[DOCUMENT TEXT]
-- -- --
There are four parameters of the HMM and they can be fit to the data using Expectation
Maximization (EM) or a grid search of the parameter space. We used EM with a max iteration of
100. EM will also stop if the log likelihood fit to the data increases by less than 1e-5 between
iterations. While this simple HMM was the basis of our Bayesian Networks approach, additional
models which utilized the parameters learned by the simpler models were utilized for prediction.
3.1 The Prior Per Student Model (Simple Model)
Standard knowledge tracing has four parameters. A separate set of parameters are fit for each skill
based on students’ sequences of responses to steps of that skill. The intuition is that students will
learn a skill over time. The latent represents knowledge of that skill and the two transition
probabilities for the latent are prior knowledge and learning rate. Prior knowledge is the
probability that students knew the skill prior to working on the tutor. Learning rate is the
probability that students will transition from the unlearned to the learned state between
opportunities to answer steps of that skill. The probability of transitioning from learned to
unlearned (forgetting) is fixed at zero since the time between responses is typically less than 24
hours. Forgetting is customarily not modeled in Knowledge Tracing; however, it certainly could
be occurring given a long enough passage of time between opportunities. The two emission
probabilities are the guess and slip rate. Guess is the probability of observing a correct response
when the student is in the unlearned state. Slip is the probability of observing an incorrect
response when the student is in the learned state. Prior work by the authors has shown that
modeling a separate prior per student in the training and prediction steps can increase the
accuracy of the learned parameters (Pardos & Heffernan, 2010b) as well as prediction accuracy
(Pardos & Heffernan, 2010a). In parameter analysis work, simulated datasets created from a
known distribution were analyzed by the standard knowledge tracing model and by one that
allowed for a prior per student based on the student’s first response. The prior per student model
resulted in more accurate convergence to the ground truth parameter values regardless of initial
parameter values for EM parameter learning. The standard Knowledge Tracing model, however,
was very sensitive to initial parameter values in converging to the ground truth parameters.
-- -- --
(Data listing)
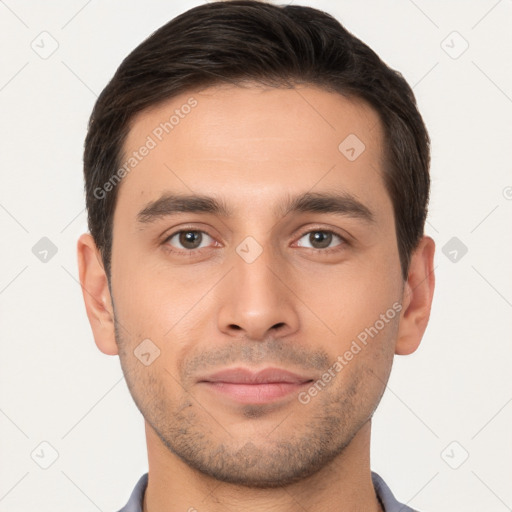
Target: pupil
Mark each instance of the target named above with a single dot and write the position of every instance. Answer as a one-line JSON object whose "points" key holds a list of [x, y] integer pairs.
{"points": [[324, 239], [188, 238]]}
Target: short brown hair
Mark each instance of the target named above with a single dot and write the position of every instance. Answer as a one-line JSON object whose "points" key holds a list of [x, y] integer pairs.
{"points": [[248, 40]]}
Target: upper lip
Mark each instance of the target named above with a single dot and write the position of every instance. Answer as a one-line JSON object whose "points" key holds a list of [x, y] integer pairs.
{"points": [[247, 376]]}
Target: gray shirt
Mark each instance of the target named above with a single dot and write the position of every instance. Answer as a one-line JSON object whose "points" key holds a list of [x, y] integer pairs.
{"points": [[387, 500]]}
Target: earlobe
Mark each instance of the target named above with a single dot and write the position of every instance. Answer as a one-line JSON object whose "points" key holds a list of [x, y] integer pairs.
{"points": [[96, 293], [417, 297]]}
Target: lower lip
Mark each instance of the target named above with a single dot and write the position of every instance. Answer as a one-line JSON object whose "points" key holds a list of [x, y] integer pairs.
{"points": [[256, 393]]}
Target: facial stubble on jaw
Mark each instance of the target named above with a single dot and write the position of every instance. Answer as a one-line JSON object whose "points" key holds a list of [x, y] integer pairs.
{"points": [[280, 457]]}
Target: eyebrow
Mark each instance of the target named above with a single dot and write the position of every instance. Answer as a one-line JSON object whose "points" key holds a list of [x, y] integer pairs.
{"points": [[343, 204]]}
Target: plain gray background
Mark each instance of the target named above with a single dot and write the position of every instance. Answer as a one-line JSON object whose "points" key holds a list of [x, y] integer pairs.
{"points": [[441, 436]]}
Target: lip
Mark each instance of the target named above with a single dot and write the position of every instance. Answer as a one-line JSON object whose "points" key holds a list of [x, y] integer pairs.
{"points": [[249, 387]]}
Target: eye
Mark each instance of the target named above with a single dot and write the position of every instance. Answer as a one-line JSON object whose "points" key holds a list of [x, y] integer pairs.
{"points": [[322, 239], [189, 239]]}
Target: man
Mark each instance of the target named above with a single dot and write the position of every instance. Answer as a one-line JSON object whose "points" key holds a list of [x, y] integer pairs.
{"points": [[257, 182]]}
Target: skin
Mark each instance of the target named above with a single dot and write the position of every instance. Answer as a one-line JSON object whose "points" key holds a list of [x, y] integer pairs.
{"points": [[295, 306]]}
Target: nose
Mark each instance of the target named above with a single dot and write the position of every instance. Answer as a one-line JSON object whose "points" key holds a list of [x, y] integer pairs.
{"points": [[257, 298]]}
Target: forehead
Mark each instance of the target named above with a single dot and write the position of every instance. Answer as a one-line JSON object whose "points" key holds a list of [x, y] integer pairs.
{"points": [[251, 143]]}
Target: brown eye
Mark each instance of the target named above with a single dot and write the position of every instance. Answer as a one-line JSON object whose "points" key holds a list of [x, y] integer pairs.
{"points": [[321, 239], [187, 239]]}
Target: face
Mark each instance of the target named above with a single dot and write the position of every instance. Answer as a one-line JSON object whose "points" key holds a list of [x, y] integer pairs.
{"points": [[256, 329]]}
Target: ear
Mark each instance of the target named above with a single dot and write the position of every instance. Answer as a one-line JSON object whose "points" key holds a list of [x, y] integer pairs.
{"points": [[417, 297], [96, 293]]}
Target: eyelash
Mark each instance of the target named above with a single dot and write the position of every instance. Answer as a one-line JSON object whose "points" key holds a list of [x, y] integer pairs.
{"points": [[192, 252]]}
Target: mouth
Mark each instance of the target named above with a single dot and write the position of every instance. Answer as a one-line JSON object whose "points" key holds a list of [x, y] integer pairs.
{"points": [[248, 387]]}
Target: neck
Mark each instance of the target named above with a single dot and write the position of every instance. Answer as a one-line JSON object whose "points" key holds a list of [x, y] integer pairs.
{"points": [[343, 485]]}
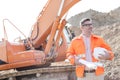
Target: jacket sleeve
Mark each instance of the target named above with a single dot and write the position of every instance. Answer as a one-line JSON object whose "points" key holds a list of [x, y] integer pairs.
{"points": [[106, 46], [70, 53]]}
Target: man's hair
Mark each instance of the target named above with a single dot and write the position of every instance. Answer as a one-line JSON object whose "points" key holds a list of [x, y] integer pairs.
{"points": [[84, 20]]}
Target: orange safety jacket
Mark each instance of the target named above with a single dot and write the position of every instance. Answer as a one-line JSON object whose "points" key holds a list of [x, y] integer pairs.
{"points": [[77, 48]]}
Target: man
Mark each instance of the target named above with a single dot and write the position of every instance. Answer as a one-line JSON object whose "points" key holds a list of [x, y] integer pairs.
{"points": [[80, 53]]}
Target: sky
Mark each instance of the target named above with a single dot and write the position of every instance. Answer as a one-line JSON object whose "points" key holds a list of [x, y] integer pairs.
{"points": [[23, 13]]}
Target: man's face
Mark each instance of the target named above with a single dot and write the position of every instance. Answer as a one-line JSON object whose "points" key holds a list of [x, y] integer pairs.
{"points": [[87, 27]]}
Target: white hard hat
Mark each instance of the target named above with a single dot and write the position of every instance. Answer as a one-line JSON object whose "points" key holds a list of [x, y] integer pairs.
{"points": [[98, 51]]}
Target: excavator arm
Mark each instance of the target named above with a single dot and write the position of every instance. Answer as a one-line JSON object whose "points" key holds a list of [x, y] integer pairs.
{"points": [[48, 22]]}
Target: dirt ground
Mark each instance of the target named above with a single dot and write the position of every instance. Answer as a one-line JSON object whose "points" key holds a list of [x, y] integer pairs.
{"points": [[106, 25]]}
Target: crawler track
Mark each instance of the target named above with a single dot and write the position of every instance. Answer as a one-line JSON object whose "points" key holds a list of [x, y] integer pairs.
{"points": [[50, 69]]}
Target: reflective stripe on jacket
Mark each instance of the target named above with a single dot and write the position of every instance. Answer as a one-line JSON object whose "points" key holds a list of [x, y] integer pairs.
{"points": [[77, 47]]}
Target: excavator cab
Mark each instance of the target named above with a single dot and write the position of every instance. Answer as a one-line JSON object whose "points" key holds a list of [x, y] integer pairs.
{"points": [[17, 55], [47, 41]]}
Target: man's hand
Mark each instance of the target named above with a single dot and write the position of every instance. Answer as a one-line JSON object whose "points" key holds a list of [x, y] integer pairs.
{"points": [[105, 56]]}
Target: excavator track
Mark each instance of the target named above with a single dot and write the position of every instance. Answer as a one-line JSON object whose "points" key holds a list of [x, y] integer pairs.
{"points": [[37, 72]]}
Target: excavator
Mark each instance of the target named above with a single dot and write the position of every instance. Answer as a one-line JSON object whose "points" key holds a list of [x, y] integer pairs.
{"points": [[47, 42]]}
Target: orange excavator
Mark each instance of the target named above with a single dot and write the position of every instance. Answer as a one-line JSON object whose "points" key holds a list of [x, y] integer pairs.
{"points": [[47, 42]]}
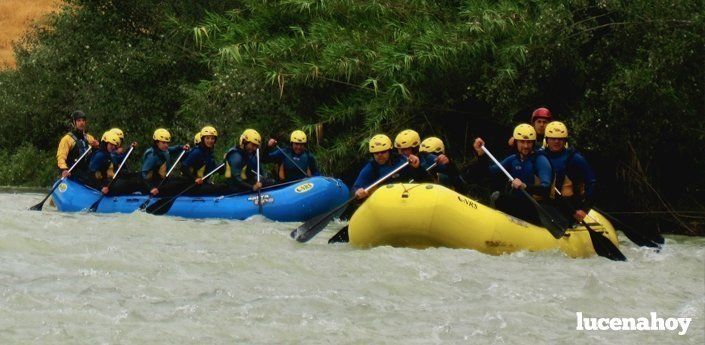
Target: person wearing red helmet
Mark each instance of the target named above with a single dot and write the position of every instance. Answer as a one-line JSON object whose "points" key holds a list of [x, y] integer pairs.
{"points": [[539, 119]]}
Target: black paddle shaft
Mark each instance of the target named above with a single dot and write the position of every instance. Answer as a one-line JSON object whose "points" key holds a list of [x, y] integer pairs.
{"points": [[38, 207], [552, 221]]}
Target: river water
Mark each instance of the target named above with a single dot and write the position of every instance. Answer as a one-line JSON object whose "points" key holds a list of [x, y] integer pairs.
{"points": [[124, 279]]}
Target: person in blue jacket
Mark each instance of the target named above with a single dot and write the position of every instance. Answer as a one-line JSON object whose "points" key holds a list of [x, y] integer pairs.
{"points": [[531, 171], [157, 161], [200, 162], [573, 176], [432, 150], [295, 162], [103, 169], [241, 164], [383, 162]]}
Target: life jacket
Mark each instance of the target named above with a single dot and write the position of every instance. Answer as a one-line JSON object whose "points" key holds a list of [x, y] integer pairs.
{"points": [[282, 166], [537, 181], [564, 183], [165, 157], [200, 171], [107, 172], [244, 174], [79, 147]]}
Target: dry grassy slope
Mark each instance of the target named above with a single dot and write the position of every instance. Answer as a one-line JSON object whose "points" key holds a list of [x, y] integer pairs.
{"points": [[15, 18]]}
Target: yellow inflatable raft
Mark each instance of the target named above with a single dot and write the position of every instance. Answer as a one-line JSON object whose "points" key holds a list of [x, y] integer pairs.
{"points": [[430, 215]]}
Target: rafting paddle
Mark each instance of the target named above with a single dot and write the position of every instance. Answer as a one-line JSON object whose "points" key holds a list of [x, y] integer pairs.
{"points": [[146, 202], [551, 219], [291, 160], [314, 225], [259, 192], [602, 245], [163, 205], [343, 236], [38, 207], [94, 207], [636, 237]]}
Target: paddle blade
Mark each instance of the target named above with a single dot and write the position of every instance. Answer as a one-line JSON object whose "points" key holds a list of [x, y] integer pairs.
{"points": [[603, 246], [38, 207], [94, 207], [161, 206], [313, 226], [143, 207], [341, 236]]}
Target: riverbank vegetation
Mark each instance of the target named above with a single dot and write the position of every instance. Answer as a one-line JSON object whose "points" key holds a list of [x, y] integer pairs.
{"points": [[627, 78]]}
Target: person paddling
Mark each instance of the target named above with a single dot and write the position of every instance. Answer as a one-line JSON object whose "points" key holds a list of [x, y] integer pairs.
{"points": [[383, 162], [294, 162], [432, 150], [103, 169], [157, 160], [573, 176], [200, 161], [73, 145], [241, 164], [539, 119], [531, 171]]}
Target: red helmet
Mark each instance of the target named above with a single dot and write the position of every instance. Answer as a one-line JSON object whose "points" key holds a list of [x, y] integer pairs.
{"points": [[542, 113]]}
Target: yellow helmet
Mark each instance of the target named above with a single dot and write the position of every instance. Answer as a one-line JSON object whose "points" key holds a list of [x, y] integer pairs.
{"points": [[162, 134], [407, 138], [524, 132], [209, 130], [380, 143], [556, 129], [118, 131], [298, 136], [250, 135], [111, 138], [432, 145]]}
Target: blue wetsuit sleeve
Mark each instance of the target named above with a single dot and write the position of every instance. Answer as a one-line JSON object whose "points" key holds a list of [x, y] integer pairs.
{"points": [[94, 165], [543, 170], [506, 163], [364, 178], [190, 161], [276, 156], [175, 150], [149, 163], [589, 179], [236, 163], [313, 165]]}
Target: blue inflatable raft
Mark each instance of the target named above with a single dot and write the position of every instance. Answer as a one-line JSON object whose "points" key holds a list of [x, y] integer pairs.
{"points": [[296, 201]]}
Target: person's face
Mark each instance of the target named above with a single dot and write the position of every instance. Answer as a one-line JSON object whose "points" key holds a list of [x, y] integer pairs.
{"points": [[406, 152], [381, 157], [251, 147], [298, 148], [80, 124], [555, 144], [525, 147], [162, 145], [208, 141], [540, 125]]}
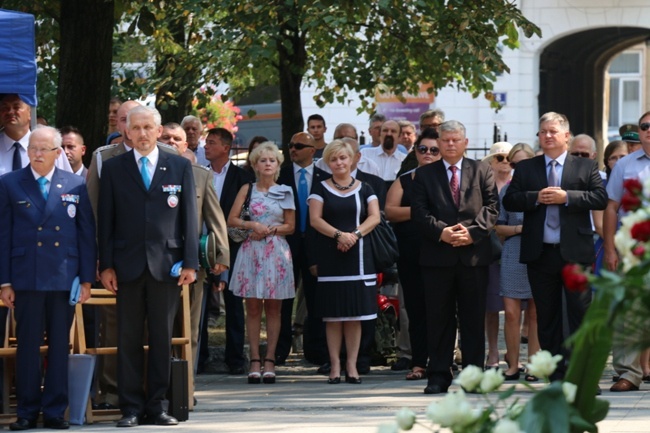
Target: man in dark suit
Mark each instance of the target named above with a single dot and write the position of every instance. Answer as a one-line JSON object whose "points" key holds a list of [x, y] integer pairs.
{"points": [[228, 180], [302, 169], [136, 255], [556, 191], [43, 247], [455, 203]]}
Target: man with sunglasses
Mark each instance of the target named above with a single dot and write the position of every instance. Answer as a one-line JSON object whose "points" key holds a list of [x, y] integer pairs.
{"points": [[556, 191], [636, 165], [301, 175]]}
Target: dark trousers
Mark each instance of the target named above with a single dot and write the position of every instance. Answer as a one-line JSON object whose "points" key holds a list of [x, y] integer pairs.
{"points": [[38, 311], [155, 303], [545, 276], [410, 275], [451, 291], [314, 340]]}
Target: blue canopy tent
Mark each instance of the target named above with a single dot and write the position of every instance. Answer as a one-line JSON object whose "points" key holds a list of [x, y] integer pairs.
{"points": [[18, 56]]}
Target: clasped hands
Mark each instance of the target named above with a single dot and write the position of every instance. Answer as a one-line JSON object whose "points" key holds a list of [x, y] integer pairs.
{"points": [[346, 241], [456, 236], [552, 195]]}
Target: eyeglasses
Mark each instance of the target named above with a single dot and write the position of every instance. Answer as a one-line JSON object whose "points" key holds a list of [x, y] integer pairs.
{"points": [[422, 150], [299, 146], [615, 158], [40, 150]]}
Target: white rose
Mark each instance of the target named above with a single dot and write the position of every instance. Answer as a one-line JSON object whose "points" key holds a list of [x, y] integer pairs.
{"points": [[543, 364], [492, 380], [506, 425], [569, 389], [388, 428], [515, 410], [453, 411], [405, 418], [469, 378]]}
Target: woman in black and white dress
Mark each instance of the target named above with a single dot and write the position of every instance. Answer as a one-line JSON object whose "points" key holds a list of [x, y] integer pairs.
{"points": [[343, 211]]}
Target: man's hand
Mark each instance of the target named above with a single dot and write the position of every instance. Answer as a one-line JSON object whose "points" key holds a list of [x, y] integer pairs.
{"points": [[188, 276], [109, 280], [218, 268], [8, 296], [552, 195], [85, 293]]}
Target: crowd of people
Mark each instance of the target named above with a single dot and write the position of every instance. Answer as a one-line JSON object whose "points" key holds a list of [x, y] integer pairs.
{"points": [[476, 237]]}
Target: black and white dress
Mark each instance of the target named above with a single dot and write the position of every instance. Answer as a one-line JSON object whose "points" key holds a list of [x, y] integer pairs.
{"points": [[346, 288]]}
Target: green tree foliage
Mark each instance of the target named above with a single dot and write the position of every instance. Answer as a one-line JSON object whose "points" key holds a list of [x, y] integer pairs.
{"points": [[338, 46]]}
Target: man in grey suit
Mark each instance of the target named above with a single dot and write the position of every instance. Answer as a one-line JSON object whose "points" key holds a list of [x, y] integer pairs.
{"points": [[455, 203], [556, 191], [147, 226]]}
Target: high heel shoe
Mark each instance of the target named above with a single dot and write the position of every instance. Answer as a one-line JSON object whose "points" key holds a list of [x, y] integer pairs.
{"points": [[353, 380], [255, 377], [269, 376]]}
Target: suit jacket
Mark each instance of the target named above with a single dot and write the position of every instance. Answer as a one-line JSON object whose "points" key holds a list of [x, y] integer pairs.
{"points": [[585, 192], [209, 211], [140, 228], [433, 209], [44, 245], [100, 156]]}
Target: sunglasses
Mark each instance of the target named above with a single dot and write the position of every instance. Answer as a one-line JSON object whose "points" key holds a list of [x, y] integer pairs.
{"points": [[422, 150], [299, 146]]}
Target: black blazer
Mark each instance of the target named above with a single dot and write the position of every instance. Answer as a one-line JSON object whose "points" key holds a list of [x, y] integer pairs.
{"points": [[584, 186], [433, 209], [287, 178], [140, 228]]}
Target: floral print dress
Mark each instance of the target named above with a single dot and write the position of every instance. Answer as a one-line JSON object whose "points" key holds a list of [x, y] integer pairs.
{"points": [[263, 269]]}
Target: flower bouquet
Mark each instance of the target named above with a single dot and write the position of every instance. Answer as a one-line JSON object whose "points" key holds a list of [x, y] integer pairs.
{"points": [[621, 301]]}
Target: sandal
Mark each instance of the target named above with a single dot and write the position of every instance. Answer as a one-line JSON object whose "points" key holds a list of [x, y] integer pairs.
{"points": [[416, 374], [255, 377], [530, 378], [269, 376]]}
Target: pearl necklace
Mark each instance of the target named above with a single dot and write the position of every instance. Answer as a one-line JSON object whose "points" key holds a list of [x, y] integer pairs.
{"points": [[343, 188]]}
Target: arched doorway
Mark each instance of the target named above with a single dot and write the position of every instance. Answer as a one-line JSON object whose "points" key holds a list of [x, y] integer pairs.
{"points": [[572, 70]]}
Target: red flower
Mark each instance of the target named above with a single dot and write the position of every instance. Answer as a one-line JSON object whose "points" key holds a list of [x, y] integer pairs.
{"points": [[639, 250], [633, 186], [574, 279], [641, 231], [630, 202]]}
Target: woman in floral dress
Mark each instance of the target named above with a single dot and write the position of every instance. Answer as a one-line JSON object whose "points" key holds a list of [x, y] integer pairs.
{"points": [[263, 273]]}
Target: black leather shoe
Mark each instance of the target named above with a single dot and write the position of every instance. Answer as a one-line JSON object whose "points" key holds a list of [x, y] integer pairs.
{"points": [[325, 368], [401, 364], [434, 388], [56, 423], [128, 421], [163, 419], [22, 424]]}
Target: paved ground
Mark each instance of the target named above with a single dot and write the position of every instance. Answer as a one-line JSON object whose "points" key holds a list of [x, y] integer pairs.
{"points": [[301, 401]]}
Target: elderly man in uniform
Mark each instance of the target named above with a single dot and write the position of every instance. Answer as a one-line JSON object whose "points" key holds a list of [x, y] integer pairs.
{"points": [[47, 241]]}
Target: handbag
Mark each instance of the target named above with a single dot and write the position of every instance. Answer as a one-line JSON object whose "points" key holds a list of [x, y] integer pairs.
{"points": [[384, 245], [238, 234]]}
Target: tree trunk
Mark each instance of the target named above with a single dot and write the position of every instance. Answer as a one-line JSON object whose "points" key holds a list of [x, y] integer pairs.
{"points": [[85, 68], [291, 68]]}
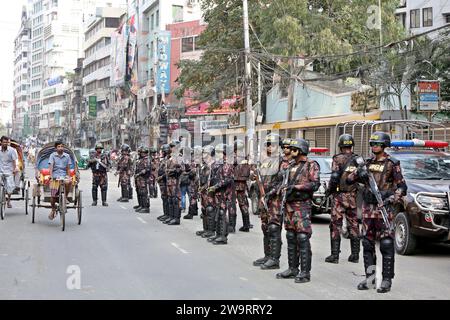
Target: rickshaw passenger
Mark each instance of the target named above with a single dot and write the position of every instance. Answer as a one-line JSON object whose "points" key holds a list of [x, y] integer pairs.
{"points": [[8, 157], [60, 163]]}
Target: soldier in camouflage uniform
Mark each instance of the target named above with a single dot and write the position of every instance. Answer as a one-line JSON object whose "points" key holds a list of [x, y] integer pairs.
-- -- --
[STATED GOAL 1] Retype the part of the knowledge tracing passage from "There are four" up to and including "Model (Simple Model)".
[STATED GOAL 2] Show every line of the records that contains the string "sunglasses", matching its case exactly.
The knowledge tracing passage and the records have no connection to each other.

[TASK ANSWER 1]
There are four parameters of the HMM and they can be fit to the data using Expectation
Maximization (EM) or a grid search of the parameter space. We used EM with a max iteration of
100. EM will also stop if the log likelihood fit to the data increases by less than 1e-5 between
iterations. While this simple HMM was the basis of our Bayesian Networks approach, additional
models which utilized the parameters learned by the simpler models were utilized for prediction.
3.1 The Prior Per Student Model (Simple Model)

[TASK ANSWER 2]
Target: man with sunglasses
Target: sunglasses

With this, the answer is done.